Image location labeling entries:
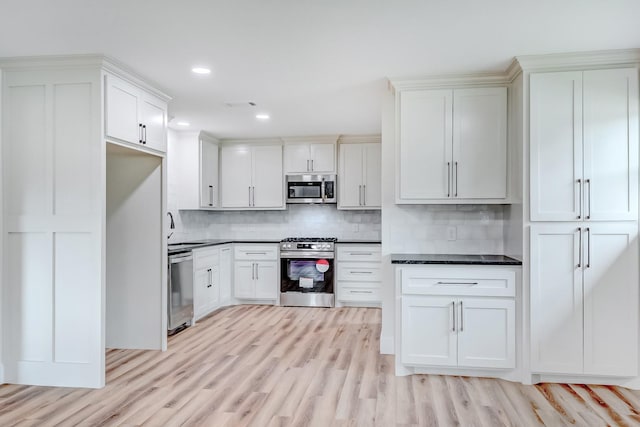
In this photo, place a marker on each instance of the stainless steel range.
(307, 271)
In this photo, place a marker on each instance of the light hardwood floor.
(277, 366)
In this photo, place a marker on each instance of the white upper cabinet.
(452, 145)
(209, 189)
(308, 156)
(359, 177)
(480, 143)
(251, 177)
(133, 115)
(584, 145)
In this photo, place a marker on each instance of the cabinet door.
(266, 280)
(323, 158)
(428, 331)
(268, 184)
(487, 333)
(611, 300)
(244, 279)
(372, 175)
(610, 99)
(480, 143)
(556, 299)
(351, 173)
(556, 146)
(208, 174)
(122, 105)
(226, 266)
(153, 116)
(297, 158)
(424, 171)
(235, 175)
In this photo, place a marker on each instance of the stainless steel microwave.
(311, 189)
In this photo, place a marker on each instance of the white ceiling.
(317, 67)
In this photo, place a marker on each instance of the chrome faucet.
(172, 225)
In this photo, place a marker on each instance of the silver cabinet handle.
(453, 314)
(456, 181)
(588, 248)
(588, 182)
(449, 180)
(579, 182)
(457, 283)
(580, 247)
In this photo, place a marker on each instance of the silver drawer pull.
(458, 283)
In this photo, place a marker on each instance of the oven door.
(306, 274)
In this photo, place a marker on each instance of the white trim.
(327, 139)
(580, 60)
(359, 139)
(108, 64)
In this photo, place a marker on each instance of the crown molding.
(328, 139)
(359, 139)
(451, 81)
(579, 60)
(98, 61)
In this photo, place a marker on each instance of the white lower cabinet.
(358, 274)
(584, 299)
(459, 328)
(256, 272)
(206, 281)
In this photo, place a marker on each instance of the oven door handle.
(306, 255)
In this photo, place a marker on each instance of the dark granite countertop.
(453, 259)
(176, 248)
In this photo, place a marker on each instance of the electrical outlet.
(451, 233)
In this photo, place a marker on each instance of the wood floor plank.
(258, 365)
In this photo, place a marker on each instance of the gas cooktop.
(310, 239)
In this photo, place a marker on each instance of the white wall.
(135, 286)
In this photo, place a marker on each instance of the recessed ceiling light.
(201, 70)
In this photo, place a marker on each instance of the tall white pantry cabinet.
(584, 267)
(73, 281)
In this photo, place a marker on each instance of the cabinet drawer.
(371, 253)
(256, 252)
(359, 271)
(204, 258)
(357, 294)
(458, 281)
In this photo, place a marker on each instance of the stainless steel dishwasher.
(180, 300)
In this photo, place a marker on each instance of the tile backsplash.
(297, 220)
(478, 229)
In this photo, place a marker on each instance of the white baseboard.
(387, 345)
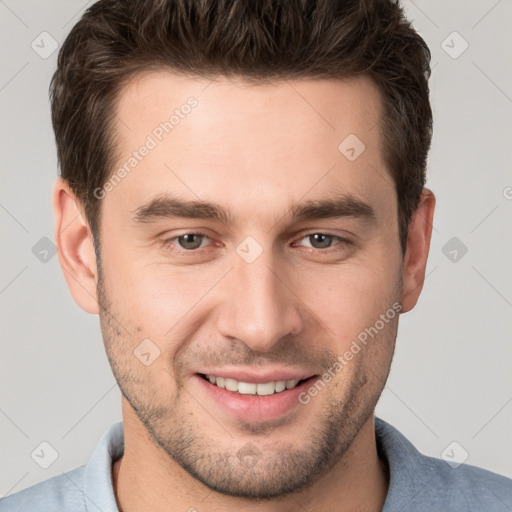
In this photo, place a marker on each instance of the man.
(242, 192)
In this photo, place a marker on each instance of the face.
(245, 256)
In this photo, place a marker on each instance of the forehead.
(253, 147)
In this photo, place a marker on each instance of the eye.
(325, 241)
(189, 242)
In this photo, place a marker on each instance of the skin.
(256, 151)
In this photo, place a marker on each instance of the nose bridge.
(260, 307)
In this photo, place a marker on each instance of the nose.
(259, 306)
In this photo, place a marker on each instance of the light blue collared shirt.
(417, 483)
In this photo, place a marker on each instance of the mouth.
(253, 388)
(254, 398)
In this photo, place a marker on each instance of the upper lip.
(258, 377)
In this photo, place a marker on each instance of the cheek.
(350, 298)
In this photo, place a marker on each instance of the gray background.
(451, 378)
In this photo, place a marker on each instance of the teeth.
(250, 388)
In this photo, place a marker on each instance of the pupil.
(189, 242)
(323, 239)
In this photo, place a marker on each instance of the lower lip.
(254, 408)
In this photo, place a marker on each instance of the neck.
(146, 479)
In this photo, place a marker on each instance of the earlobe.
(416, 254)
(75, 247)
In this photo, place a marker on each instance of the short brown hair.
(258, 40)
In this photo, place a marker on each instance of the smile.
(252, 388)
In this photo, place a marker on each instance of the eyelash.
(169, 242)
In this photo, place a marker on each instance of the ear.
(418, 245)
(75, 247)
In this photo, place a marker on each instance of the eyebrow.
(168, 206)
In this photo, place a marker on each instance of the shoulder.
(419, 482)
(59, 493)
(466, 485)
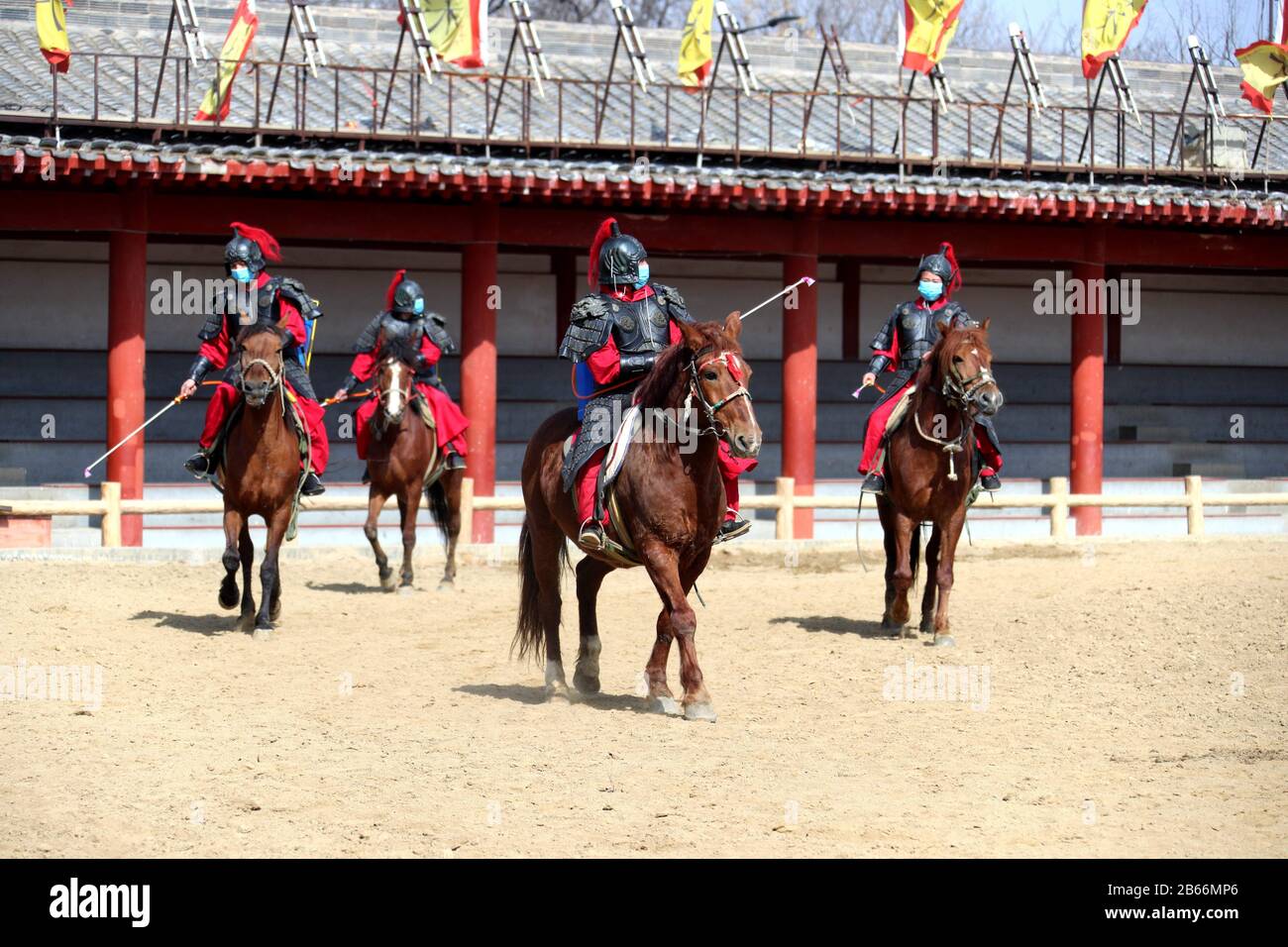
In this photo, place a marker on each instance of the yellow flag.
(241, 31)
(1265, 68)
(696, 44)
(459, 30)
(927, 29)
(1106, 25)
(52, 30)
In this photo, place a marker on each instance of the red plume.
(956, 281)
(604, 232)
(268, 244)
(389, 292)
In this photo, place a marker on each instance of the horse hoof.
(661, 703)
(699, 711)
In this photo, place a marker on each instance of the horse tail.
(439, 508)
(914, 554)
(529, 637)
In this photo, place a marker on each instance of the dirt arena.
(1128, 699)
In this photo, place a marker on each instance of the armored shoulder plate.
(673, 302)
(588, 329)
(368, 338)
(436, 326)
(294, 291)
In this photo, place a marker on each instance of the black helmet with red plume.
(614, 257)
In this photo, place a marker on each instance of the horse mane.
(938, 364)
(658, 388)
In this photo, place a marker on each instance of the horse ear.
(691, 335)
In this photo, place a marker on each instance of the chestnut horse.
(403, 450)
(930, 471)
(261, 474)
(671, 505)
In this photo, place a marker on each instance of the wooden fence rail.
(1057, 501)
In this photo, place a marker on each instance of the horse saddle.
(900, 412)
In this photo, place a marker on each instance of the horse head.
(962, 368)
(395, 376)
(259, 356)
(719, 376)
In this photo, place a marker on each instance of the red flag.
(241, 33)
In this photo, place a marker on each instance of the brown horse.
(671, 504)
(922, 484)
(261, 474)
(403, 450)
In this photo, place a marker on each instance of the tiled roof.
(645, 184)
(859, 127)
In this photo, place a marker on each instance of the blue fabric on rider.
(585, 385)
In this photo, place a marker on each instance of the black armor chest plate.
(397, 330)
(640, 326)
(918, 330)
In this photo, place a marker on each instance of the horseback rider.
(614, 335)
(261, 298)
(406, 322)
(905, 341)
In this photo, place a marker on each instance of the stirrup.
(198, 466)
(591, 536)
(732, 530)
(312, 484)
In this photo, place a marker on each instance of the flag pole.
(806, 279)
(125, 440)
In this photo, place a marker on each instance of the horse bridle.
(962, 394)
(381, 393)
(696, 368)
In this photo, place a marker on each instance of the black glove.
(198, 368)
(638, 365)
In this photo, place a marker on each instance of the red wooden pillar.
(849, 273)
(127, 325)
(1087, 390)
(481, 298)
(563, 264)
(800, 371)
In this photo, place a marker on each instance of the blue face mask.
(930, 290)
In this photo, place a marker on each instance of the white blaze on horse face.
(395, 388)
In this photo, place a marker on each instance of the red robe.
(605, 365)
(219, 351)
(449, 418)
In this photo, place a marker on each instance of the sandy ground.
(1136, 703)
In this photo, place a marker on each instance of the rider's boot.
(874, 483)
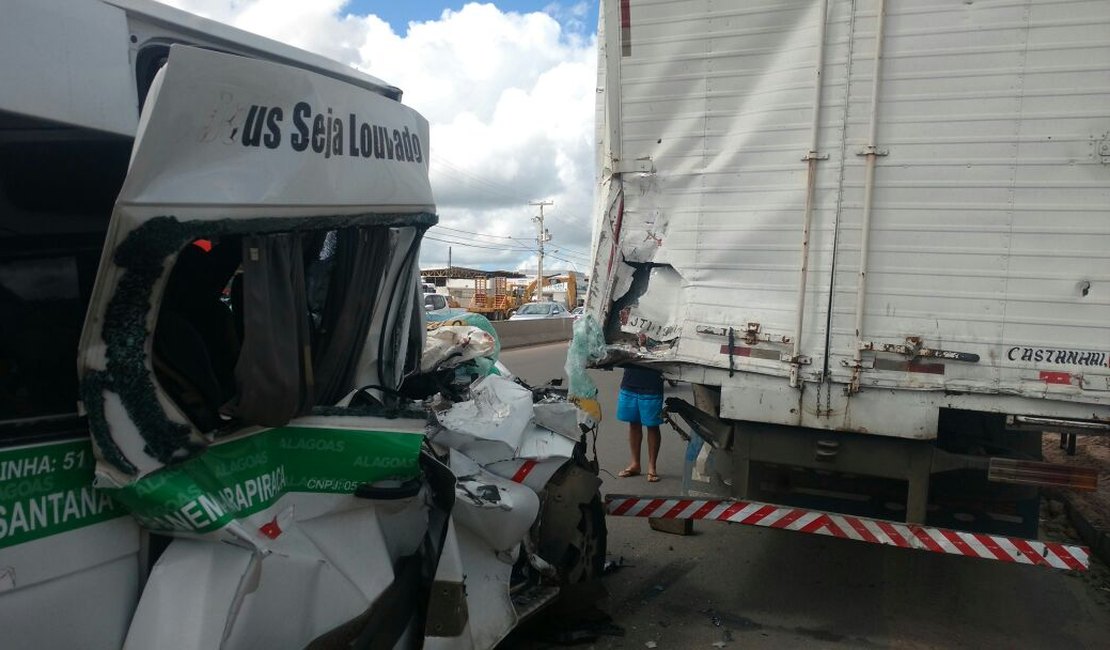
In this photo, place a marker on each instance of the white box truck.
(875, 236)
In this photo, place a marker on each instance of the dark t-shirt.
(642, 381)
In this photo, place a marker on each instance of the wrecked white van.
(282, 456)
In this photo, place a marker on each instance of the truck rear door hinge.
(639, 165)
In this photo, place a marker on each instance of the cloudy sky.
(508, 88)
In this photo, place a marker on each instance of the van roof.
(239, 41)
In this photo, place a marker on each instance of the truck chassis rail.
(910, 536)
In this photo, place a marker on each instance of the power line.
(504, 191)
(473, 245)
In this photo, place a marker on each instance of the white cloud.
(510, 98)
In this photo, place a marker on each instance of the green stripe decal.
(47, 489)
(239, 478)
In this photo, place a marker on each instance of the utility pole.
(542, 237)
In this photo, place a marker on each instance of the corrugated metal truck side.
(874, 235)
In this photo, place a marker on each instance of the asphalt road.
(743, 587)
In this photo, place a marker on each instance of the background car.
(435, 303)
(537, 311)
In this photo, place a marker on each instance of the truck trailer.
(874, 236)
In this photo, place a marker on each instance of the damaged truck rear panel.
(886, 221)
(265, 446)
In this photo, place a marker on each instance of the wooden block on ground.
(672, 526)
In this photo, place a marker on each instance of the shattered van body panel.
(251, 375)
(739, 243)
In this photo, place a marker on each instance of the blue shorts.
(637, 407)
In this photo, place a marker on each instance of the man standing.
(641, 405)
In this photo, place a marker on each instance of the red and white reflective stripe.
(942, 540)
(524, 470)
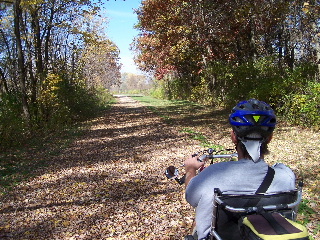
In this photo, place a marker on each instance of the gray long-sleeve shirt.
(242, 177)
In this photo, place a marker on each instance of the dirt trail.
(109, 184)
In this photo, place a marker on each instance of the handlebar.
(172, 172)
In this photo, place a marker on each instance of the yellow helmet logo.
(256, 118)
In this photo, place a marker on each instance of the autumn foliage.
(217, 52)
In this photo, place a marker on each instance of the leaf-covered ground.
(110, 183)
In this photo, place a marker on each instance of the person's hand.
(192, 163)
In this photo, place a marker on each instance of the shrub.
(13, 129)
(303, 108)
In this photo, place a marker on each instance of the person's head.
(253, 122)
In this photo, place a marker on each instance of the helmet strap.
(253, 148)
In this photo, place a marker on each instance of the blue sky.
(120, 29)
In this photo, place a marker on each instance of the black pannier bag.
(271, 226)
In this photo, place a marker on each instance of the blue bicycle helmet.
(252, 117)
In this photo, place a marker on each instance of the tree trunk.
(21, 64)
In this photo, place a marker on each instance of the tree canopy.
(219, 52)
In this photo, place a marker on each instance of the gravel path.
(110, 183)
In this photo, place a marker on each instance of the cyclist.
(252, 124)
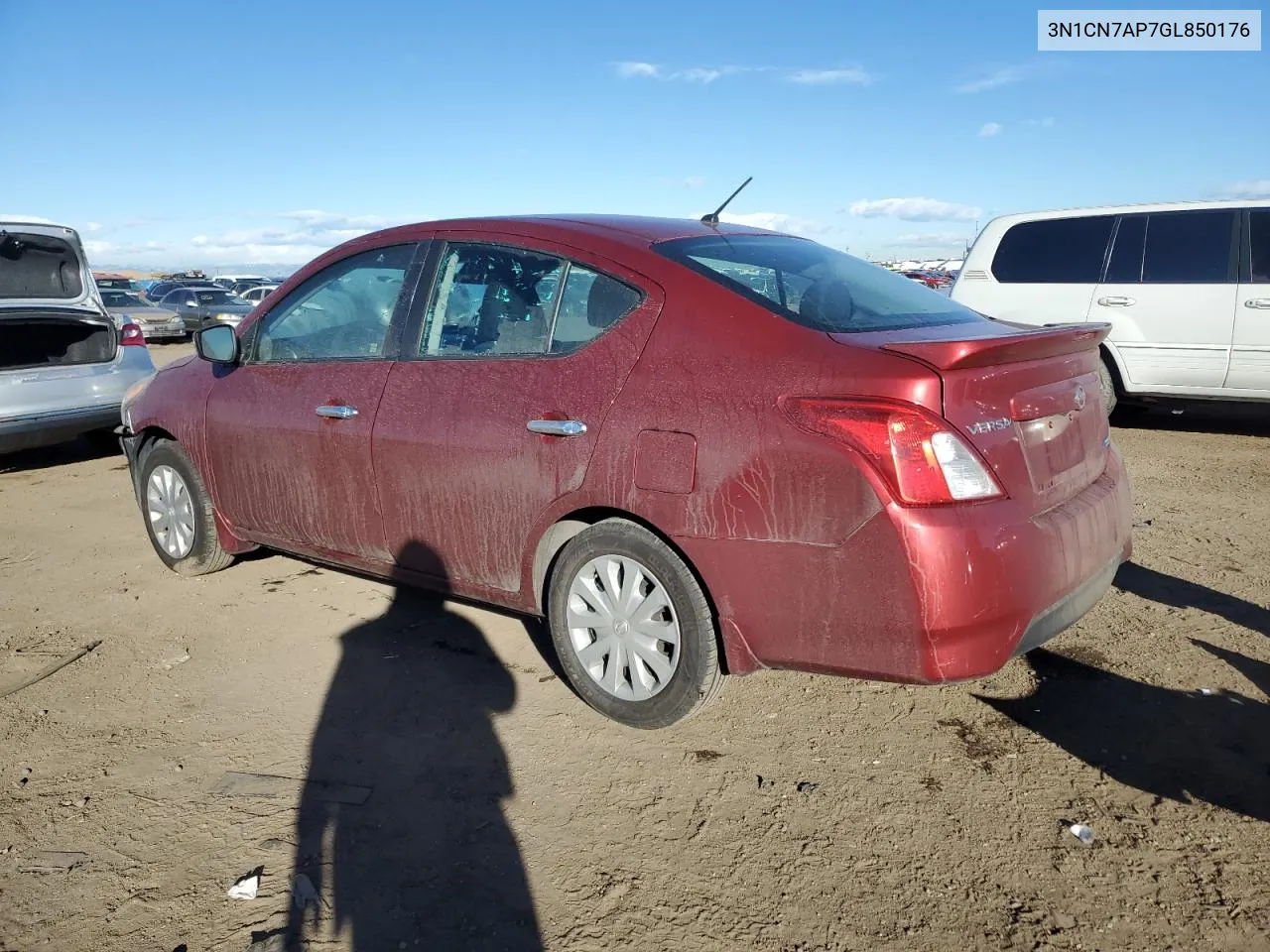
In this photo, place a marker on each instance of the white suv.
(1185, 289)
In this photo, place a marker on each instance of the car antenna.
(712, 218)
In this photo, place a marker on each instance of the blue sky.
(209, 134)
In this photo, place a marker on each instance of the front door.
(290, 429)
(515, 361)
(1169, 295)
(1250, 347)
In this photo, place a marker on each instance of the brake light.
(919, 454)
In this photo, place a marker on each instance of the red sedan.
(694, 448)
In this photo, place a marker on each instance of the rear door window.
(1259, 238)
(492, 301)
(340, 313)
(1053, 252)
(1191, 248)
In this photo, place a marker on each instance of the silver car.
(157, 322)
(64, 365)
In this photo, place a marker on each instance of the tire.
(172, 485)
(1106, 384)
(651, 682)
(103, 442)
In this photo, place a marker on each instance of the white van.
(1184, 286)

■ WRITTEN INSTRUCTION: Your task is to copy word for word the lines from the line containing "blue bicycle helmet." to the end of the listing, both included, and to drop any pictures.

■ RESULT OF THIS EXERCISE:
In this photo, place a marker on each instance of the blue bicycle helmet.
(252, 117)
In this photo, place a marker on each instance of the tree trunk.
(21, 64)
In this photo, place a marker on each instance of the tree canopy.
(219, 52)
In this photo, place a marker on each instance of the gravel path.
(110, 183)
In this photo, place a marker on each instance of the cyclist.
(252, 124)
In this photo, place a marker on each instance of the white suv.
(1185, 289)
In this photo, place a marker on each instance of the car antenna.
(712, 218)
In this photo, place a marker on each instance of the blue sky.
(209, 134)
In this photo, place a marker on each instance of the front door.
(290, 429)
(515, 361)
(1169, 295)
(1250, 347)
In this photo, place a marker on each instance of the brake light.
(919, 454)
In this photo, place a marker on each instance of the red sedan.
(694, 448)
In this photo, place a marker on each instance of the rear door window.
(1259, 238)
(492, 301)
(340, 313)
(1053, 252)
(1191, 248)
In this photo, place a marker on each instance of the silver car.
(157, 322)
(64, 365)
In this photo, place a marker on each instance of the tire.
(172, 485)
(1106, 384)
(651, 682)
(103, 442)
In this photo, place a marker on each instance of the white van.
(1184, 286)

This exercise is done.